Count the lines in the records that contain the word "horse", matching case exactly, and give only the number.

Data items:
--- start ---

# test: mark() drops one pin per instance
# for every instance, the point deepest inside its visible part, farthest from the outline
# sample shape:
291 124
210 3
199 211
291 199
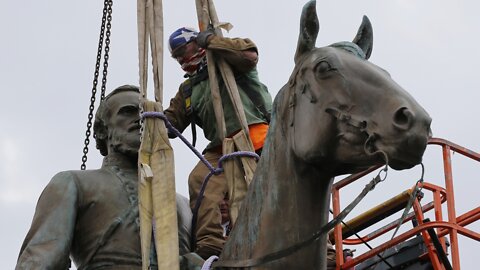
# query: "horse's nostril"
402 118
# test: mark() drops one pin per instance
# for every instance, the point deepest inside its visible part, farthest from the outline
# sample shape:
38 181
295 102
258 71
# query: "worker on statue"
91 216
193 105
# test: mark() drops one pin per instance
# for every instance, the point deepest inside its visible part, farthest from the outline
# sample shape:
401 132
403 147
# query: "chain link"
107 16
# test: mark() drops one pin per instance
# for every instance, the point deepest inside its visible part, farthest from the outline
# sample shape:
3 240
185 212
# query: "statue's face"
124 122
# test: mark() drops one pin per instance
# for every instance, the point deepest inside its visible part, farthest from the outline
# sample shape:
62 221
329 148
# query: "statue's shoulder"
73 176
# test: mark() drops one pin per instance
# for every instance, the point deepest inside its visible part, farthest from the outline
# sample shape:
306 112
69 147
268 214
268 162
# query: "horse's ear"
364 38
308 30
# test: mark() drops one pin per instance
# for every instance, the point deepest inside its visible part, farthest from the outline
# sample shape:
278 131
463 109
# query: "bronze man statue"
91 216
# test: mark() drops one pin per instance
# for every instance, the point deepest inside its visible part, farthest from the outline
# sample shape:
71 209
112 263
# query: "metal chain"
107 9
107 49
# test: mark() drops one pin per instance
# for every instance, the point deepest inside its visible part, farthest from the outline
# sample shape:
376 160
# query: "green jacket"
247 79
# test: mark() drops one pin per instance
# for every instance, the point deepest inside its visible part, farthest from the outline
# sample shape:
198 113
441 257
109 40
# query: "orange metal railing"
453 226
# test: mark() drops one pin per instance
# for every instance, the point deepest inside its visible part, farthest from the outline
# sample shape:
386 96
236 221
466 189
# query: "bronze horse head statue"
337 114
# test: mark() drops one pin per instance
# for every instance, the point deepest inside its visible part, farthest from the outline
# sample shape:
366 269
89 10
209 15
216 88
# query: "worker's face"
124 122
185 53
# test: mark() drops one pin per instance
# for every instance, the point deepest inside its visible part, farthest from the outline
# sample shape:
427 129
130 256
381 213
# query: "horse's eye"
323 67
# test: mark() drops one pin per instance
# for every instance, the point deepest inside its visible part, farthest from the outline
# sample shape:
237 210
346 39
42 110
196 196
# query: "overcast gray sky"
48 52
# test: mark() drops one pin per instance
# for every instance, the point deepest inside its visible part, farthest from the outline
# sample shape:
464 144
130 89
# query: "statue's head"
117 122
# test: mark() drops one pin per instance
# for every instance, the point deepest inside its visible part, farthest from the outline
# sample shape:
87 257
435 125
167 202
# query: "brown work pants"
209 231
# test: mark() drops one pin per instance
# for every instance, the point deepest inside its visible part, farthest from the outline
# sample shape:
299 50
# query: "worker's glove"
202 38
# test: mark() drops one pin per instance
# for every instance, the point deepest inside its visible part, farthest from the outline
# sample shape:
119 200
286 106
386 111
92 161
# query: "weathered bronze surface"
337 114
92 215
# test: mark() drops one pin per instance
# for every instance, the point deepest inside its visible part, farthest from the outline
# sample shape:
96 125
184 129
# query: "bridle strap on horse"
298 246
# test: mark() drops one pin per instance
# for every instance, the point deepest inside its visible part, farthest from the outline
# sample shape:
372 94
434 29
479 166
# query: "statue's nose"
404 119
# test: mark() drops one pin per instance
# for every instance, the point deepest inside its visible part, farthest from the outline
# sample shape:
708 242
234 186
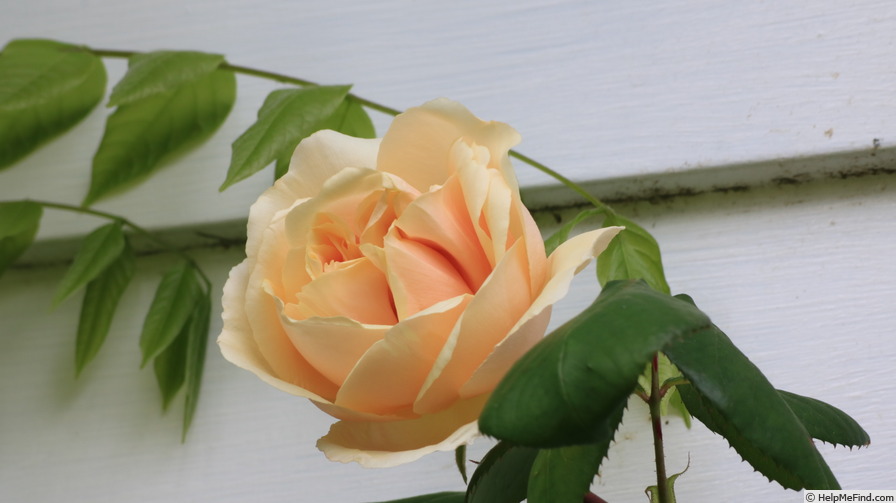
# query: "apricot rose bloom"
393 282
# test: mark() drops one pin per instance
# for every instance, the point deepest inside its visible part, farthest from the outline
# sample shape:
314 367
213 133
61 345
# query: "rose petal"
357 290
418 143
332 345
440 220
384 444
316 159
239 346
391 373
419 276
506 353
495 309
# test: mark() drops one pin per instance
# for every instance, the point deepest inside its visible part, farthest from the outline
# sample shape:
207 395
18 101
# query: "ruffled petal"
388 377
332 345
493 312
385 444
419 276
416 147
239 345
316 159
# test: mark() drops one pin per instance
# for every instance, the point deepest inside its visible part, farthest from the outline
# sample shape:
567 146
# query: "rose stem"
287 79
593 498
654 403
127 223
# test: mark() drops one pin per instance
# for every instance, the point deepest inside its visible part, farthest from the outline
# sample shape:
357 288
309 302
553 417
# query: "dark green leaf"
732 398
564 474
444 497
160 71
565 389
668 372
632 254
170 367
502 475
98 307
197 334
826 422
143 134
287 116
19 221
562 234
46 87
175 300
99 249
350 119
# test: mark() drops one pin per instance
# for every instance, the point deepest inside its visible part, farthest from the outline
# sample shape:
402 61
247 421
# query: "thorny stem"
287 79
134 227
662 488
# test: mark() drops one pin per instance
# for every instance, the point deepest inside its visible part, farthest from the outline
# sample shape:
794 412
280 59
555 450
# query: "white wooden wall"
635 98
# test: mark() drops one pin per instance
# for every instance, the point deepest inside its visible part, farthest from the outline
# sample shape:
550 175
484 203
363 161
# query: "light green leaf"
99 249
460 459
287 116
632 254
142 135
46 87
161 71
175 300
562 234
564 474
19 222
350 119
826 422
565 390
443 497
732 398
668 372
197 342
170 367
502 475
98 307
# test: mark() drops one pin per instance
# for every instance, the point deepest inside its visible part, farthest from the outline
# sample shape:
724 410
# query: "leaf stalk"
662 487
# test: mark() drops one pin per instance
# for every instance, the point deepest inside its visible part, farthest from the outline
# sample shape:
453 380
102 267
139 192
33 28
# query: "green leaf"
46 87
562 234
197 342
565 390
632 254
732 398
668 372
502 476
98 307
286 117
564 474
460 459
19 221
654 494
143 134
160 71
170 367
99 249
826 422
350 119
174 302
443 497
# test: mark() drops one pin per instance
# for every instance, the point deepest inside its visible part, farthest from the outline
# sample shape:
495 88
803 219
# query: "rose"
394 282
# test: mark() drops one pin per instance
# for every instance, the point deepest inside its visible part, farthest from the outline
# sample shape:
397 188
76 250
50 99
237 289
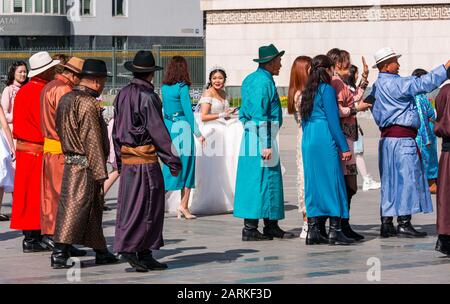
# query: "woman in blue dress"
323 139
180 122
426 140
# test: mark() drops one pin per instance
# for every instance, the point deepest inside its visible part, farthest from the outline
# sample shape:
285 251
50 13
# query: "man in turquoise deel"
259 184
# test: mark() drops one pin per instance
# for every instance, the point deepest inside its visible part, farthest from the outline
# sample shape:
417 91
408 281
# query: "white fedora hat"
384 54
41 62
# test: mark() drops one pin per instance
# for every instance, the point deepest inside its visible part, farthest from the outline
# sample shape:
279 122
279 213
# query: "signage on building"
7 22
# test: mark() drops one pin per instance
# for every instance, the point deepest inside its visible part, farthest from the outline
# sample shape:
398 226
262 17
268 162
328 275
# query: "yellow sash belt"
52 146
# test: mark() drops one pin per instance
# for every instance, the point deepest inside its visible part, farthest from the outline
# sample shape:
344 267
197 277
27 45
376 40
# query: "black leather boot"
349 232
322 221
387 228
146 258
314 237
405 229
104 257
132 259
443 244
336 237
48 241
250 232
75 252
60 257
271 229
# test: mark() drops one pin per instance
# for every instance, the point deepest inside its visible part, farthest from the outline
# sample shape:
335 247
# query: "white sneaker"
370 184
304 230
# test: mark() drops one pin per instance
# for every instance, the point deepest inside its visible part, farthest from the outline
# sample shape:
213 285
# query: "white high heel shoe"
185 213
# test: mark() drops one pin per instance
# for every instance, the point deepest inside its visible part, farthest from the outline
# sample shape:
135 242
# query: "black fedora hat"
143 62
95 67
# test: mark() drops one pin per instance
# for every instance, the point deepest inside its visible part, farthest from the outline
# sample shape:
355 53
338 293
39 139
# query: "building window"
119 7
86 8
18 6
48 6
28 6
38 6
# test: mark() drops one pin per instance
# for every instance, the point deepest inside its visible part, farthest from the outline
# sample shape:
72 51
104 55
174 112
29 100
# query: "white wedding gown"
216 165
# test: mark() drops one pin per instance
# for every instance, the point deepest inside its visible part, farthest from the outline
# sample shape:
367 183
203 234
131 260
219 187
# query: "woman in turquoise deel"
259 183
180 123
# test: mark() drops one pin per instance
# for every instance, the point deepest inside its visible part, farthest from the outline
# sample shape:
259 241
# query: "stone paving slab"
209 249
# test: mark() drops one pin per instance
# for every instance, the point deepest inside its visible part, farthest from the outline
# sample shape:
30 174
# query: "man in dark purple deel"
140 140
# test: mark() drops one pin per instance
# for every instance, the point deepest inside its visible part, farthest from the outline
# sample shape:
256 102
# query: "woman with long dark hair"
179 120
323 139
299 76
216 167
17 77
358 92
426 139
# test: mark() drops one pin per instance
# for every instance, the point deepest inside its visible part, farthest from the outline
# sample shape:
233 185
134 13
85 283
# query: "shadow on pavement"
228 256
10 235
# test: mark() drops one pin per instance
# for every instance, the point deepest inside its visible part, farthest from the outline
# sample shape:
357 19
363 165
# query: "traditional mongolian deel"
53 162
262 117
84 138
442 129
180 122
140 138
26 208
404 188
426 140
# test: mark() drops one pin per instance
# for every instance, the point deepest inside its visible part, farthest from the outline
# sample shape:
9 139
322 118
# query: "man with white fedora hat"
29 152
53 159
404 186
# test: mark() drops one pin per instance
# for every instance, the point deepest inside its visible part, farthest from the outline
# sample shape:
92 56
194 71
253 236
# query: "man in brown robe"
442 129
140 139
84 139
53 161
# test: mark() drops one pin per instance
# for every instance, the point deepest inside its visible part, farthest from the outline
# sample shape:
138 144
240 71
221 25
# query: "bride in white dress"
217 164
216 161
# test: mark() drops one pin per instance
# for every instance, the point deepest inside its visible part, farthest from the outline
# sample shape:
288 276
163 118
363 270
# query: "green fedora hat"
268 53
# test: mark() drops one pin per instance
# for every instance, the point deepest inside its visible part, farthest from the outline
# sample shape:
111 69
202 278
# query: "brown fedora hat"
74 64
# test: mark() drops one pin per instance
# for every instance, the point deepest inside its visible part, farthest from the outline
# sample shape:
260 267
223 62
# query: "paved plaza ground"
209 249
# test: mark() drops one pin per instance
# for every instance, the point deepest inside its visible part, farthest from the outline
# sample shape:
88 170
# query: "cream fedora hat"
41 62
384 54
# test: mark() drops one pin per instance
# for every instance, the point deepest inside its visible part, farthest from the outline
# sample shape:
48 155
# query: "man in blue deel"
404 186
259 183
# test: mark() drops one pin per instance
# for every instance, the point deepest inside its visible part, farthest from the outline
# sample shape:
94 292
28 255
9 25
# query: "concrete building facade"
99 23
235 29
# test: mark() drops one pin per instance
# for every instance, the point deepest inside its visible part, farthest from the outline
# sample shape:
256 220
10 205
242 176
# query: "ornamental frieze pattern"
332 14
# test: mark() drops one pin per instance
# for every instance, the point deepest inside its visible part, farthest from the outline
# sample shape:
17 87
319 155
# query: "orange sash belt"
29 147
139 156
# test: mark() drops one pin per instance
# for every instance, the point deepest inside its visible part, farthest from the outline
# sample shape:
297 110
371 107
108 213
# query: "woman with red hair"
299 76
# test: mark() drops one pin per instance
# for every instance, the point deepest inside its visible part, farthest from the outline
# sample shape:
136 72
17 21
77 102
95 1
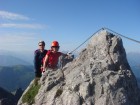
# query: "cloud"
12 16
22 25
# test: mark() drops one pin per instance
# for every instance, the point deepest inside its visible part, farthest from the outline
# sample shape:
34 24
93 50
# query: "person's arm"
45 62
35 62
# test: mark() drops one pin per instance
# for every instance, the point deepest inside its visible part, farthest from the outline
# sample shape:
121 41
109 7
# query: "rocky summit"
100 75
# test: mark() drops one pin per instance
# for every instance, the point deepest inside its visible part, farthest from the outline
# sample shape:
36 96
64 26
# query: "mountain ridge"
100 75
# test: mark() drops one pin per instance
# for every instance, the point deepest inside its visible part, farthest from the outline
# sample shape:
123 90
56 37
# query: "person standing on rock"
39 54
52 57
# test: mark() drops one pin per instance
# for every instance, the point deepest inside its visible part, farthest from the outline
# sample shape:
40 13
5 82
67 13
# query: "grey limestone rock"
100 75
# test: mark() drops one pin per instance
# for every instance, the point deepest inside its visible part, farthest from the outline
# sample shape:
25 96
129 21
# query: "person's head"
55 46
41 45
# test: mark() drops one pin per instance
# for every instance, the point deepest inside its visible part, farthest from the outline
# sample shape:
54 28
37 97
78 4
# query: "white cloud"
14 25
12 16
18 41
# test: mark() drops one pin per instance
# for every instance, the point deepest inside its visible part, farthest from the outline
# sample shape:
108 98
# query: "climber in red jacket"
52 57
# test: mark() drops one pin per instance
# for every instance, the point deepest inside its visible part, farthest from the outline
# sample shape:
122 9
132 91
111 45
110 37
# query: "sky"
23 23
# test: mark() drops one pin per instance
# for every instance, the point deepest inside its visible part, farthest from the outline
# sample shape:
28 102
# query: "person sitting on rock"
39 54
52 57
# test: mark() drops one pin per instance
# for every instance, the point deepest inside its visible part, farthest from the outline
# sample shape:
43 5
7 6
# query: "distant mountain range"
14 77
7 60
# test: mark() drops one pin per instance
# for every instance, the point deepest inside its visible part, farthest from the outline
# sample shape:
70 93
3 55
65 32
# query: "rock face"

--- end ---

Answer to this problem
5